**Task goal:** Reproduce the items word for word, beginning at the line that contains "cumulus cloud -> outlines, every instance" and stopping after the line that contains "378 287 L 382". Leave the pictures out of your answer.
** Begin Materials provided **
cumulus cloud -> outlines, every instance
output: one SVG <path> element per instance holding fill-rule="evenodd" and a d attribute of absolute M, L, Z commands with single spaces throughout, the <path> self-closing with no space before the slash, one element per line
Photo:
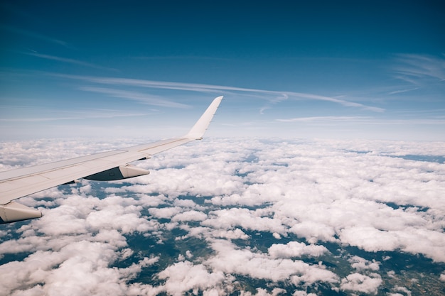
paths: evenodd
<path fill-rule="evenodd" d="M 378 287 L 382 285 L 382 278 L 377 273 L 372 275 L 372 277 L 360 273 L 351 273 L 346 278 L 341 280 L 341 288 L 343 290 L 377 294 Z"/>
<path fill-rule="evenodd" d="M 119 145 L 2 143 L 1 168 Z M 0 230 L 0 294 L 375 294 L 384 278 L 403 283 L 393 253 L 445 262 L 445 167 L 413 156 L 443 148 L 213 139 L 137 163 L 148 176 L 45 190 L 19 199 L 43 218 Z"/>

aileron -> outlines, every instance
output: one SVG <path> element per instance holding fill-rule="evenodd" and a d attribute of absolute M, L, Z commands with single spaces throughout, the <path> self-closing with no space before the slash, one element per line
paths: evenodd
** End Materials provided **
** Begin Materials provided **
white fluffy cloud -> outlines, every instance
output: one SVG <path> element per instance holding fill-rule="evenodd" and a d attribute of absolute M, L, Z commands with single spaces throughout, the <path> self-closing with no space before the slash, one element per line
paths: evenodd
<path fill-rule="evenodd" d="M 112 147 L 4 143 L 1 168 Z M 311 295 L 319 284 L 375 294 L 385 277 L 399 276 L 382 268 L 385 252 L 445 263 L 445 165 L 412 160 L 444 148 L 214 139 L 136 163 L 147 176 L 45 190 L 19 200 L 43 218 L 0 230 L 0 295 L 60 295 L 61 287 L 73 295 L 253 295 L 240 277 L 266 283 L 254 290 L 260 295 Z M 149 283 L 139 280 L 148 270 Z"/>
** End Materials provided **
**Written response:**
cumulus cloud -> outlines, every instance
output: one SVG <path> element per instance holding fill-rule="evenodd" and a d attribute of absolute M, L, Z commands with single spaces throughout, the <path> self-closing with no space before the slash, one element per line
Photo:
paths: evenodd
<path fill-rule="evenodd" d="M 378 287 L 382 285 L 382 278 L 377 273 L 372 275 L 372 277 L 360 273 L 351 273 L 346 278 L 341 280 L 341 288 L 343 290 L 377 294 Z"/>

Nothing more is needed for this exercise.